Show every line of the entries below that contains the string "building".
┌──
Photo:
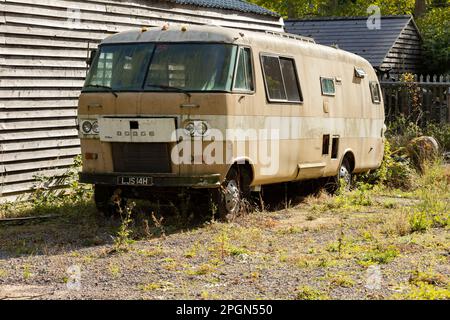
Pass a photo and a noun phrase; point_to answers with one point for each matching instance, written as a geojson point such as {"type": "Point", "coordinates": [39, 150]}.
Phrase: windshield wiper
{"type": "Point", "coordinates": [102, 87]}
{"type": "Point", "coordinates": [160, 86]}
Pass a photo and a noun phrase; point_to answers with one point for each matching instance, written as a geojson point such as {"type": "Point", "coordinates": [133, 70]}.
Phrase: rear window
{"type": "Point", "coordinates": [281, 79]}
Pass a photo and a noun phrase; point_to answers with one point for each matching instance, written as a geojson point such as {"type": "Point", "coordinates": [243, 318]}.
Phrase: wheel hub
{"type": "Point", "coordinates": [232, 197]}
{"type": "Point", "coordinates": [345, 174]}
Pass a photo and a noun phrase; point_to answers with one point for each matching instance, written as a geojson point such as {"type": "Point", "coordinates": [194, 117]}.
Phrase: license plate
{"type": "Point", "coordinates": [135, 181]}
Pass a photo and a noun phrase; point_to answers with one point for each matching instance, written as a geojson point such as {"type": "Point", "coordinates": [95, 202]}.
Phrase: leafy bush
{"type": "Point", "coordinates": [395, 171]}
{"type": "Point", "coordinates": [441, 132]}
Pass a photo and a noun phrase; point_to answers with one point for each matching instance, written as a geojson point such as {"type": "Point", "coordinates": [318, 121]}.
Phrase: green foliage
{"type": "Point", "coordinates": [123, 240]}
{"type": "Point", "coordinates": [434, 25]}
{"type": "Point", "coordinates": [424, 291]}
{"type": "Point", "coordinates": [441, 132]}
{"type": "Point", "coordinates": [309, 293]}
{"type": "Point", "coordinates": [379, 255]}
{"type": "Point", "coordinates": [305, 8]}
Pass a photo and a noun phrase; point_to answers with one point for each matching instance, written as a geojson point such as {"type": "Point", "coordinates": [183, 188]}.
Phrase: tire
{"type": "Point", "coordinates": [345, 175]}
{"type": "Point", "coordinates": [231, 197]}
{"type": "Point", "coordinates": [104, 201]}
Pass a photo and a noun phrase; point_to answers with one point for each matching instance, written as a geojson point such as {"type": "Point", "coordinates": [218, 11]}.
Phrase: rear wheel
{"type": "Point", "coordinates": [344, 178]}
{"type": "Point", "coordinates": [231, 198]}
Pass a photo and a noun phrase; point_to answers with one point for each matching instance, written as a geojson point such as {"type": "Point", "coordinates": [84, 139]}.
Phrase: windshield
{"type": "Point", "coordinates": [163, 67]}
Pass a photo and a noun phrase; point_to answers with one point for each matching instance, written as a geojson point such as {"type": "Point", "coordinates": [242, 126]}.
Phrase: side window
{"type": "Point", "coordinates": [328, 87]}
{"type": "Point", "coordinates": [103, 74]}
{"type": "Point", "coordinates": [244, 71]}
{"type": "Point", "coordinates": [375, 91]}
{"type": "Point", "coordinates": [281, 79]}
{"type": "Point", "coordinates": [290, 80]}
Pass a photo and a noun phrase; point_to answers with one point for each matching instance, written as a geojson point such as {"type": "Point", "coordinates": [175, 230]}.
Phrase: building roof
{"type": "Point", "coordinates": [235, 5]}
{"type": "Point", "coordinates": [352, 34]}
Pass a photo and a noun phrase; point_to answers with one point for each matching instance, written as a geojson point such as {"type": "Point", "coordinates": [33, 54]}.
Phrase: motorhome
{"type": "Point", "coordinates": [223, 111]}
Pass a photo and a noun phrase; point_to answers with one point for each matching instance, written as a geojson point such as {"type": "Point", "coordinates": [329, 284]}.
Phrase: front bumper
{"type": "Point", "coordinates": [156, 180]}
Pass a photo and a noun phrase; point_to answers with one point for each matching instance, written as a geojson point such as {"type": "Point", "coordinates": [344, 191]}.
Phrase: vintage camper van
{"type": "Point", "coordinates": [218, 111]}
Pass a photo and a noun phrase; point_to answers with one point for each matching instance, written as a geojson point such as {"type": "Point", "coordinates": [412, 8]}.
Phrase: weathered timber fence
{"type": "Point", "coordinates": [424, 97]}
{"type": "Point", "coordinates": [43, 50]}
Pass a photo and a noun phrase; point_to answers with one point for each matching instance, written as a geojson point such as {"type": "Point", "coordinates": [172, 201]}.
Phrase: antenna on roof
{"type": "Point", "coordinates": [291, 36]}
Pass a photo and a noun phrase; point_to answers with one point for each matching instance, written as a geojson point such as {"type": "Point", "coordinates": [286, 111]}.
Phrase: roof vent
{"type": "Point", "coordinates": [360, 73]}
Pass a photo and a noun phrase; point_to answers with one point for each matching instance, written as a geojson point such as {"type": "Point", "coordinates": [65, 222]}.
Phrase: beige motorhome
{"type": "Point", "coordinates": [206, 109]}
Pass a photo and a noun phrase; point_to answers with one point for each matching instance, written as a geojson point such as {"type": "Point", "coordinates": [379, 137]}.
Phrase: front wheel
{"type": "Point", "coordinates": [108, 201]}
{"type": "Point", "coordinates": [231, 197]}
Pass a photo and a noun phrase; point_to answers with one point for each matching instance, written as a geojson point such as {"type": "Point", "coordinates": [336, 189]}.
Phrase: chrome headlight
{"type": "Point", "coordinates": [86, 127]}
{"type": "Point", "coordinates": [89, 127]}
{"type": "Point", "coordinates": [196, 128]}
{"type": "Point", "coordinates": [95, 127]}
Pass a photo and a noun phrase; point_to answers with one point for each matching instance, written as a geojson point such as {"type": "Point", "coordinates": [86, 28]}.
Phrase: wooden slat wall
{"type": "Point", "coordinates": [42, 69]}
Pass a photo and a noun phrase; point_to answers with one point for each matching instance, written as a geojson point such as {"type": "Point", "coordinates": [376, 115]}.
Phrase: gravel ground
{"type": "Point", "coordinates": [298, 253]}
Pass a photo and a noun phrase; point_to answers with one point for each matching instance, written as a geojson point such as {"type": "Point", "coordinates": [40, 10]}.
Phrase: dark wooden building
{"type": "Point", "coordinates": [396, 47]}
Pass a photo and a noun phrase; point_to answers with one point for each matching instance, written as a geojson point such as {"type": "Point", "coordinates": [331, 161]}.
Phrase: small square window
{"type": "Point", "coordinates": [244, 71]}
{"type": "Point", "coordinates": [281, 79]}
{"type": "Point", "coordinates": [375, 92]}
{"type": "Point", "coordinates": [328, 87]}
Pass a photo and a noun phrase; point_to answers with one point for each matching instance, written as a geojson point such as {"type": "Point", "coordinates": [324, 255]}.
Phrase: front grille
{"type": "Point", "coordinates": [141, 157]}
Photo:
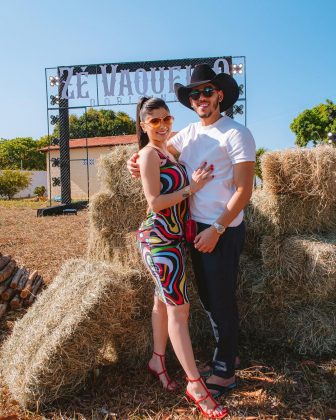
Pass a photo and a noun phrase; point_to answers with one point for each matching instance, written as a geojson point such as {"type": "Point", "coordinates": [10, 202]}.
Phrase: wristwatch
{"type": "Point", "coordinates": [187, 192]}
{"type": "Point", "coordinates": [219, 228]}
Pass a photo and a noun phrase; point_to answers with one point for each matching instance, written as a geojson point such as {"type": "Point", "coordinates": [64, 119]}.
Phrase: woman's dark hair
{"type": "Point", "coordinates": [146, 106]}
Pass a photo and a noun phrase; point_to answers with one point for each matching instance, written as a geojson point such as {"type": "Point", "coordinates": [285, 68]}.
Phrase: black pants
{"type": "Point", "coordinates": [216, 278]}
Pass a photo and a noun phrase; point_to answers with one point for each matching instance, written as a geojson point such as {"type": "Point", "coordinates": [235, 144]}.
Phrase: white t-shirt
{"type": "Point", "coordinates": [223, 144]}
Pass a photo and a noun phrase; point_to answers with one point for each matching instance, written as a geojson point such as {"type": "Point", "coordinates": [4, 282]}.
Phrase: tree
{"type": "Point", "coordinates": [40, 191]}
{"type": "Point", "coordinates": [313, 125]}
{"type": "Point", "coordinates": [21, 153]}
{"type": "Point", "coordinates": [99, 123]}
{"type": "Point", "coordinates": [12, 182]}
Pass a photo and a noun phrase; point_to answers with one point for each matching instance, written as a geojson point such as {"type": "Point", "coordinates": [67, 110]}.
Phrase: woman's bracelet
{"type": "Point", "coordinates": [187, 192]}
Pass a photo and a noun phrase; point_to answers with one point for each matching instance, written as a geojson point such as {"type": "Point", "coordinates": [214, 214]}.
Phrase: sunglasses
{"type": "Point", "coordinates": [156, 122]}
{"type": "Point", "coordinates": [207, 93]}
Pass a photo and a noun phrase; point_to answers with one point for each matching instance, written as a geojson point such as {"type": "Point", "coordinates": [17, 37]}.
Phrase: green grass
{"type": "Point", "coordinates": [25, 203]}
└──
TASK SOLUTION
Phrase: building roof
Phrase: dark wooden building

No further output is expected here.